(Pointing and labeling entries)

##########

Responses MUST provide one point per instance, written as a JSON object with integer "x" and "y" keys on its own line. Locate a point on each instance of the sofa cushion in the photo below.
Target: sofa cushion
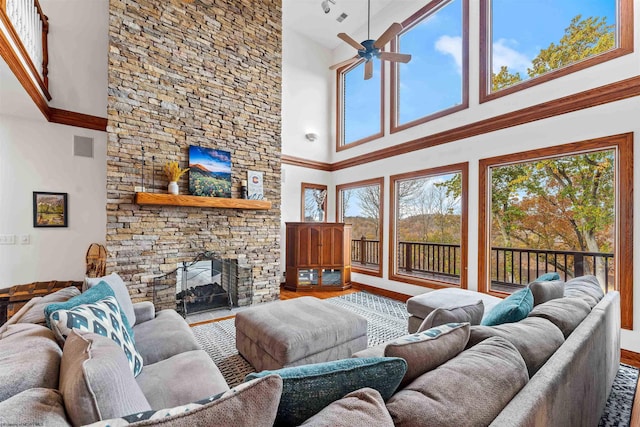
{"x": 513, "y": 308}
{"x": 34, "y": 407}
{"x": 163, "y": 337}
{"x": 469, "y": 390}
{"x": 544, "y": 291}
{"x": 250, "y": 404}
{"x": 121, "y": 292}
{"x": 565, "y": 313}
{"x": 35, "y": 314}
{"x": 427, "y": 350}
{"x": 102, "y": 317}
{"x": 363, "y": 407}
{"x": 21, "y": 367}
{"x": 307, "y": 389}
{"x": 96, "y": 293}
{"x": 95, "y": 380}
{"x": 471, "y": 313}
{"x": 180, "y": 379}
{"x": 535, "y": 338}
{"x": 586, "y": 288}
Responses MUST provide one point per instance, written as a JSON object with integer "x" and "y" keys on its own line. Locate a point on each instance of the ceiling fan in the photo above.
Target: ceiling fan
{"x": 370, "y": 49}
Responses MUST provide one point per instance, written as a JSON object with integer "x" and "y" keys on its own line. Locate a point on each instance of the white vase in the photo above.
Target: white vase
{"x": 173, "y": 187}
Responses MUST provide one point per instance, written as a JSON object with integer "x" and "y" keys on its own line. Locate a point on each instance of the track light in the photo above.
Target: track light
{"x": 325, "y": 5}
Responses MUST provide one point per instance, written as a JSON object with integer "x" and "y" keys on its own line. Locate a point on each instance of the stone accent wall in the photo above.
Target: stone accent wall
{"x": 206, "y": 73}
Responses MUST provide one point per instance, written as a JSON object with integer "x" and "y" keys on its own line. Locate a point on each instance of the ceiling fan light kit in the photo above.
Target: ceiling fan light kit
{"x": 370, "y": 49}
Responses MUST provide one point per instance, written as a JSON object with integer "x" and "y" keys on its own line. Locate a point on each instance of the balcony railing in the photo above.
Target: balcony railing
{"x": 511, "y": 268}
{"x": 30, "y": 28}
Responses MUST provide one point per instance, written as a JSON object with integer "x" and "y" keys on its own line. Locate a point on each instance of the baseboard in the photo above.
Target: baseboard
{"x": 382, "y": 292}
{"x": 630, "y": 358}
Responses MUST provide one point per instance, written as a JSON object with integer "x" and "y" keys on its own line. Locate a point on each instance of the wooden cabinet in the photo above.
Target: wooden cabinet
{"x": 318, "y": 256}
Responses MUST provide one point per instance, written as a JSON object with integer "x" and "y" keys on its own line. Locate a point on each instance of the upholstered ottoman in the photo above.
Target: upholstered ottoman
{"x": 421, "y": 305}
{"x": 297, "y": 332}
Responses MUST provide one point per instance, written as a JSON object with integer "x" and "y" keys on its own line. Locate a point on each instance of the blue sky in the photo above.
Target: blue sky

##########

## Problem description
Update the listing from the line containing "kit in the photo above." through the end of the listing, inclusive, so that "ottoman" becomes "footstool" and nothing else changes.

## Correct answer
Responses MUST provide one point per instance, written as a JSON object with integer "x" and "y" keys on its own line. Locate a point on each instance of the ceiling fan light kit in the photo above.
Target: ceiling fan light kit
{"x": 370, "y": 49}
Responses MUST provide one point per instance, written as a JSON object with integer "x" and "y" keys on its own line. Locate a point on each instance of the balcony railing in the photo above.
Target: balcony railing
{"x": 511, "y": 268}
{"x": 30, "y": 28}
Responses MUST provide one point per instance, written as a JSON object with integer "x" and "y" keys on its own line. Locate a point on each instance of the baseboard in the photo above.
Target: baseboard
{"x": 382, "y": 292}
{"x": 630, "y": 358}
Responses MUST provide one point per instance, written as a JSON object with integer "x" and "y" keys on its own line. Locate a point on each instance of the wooden cabinet in the photo above.
Target: wooden cabinet
{"x": 318, "y": 256}
Responses MUST provide one point per instance, written as a JSON object with integer "x" and "y" keys on its own line. Locate a point on each instance of the upholstered footstool in the photo above.
Target: upholstered footstool
{"x": 421, "y": 305}
{"x": 297, "y": 332}
Responses MUST provide one point per instance, written as a JSON object with integer "x" and "y" keys on its own line. Locate a point on each instance of the blue sky in the photo above.
Target: blue sky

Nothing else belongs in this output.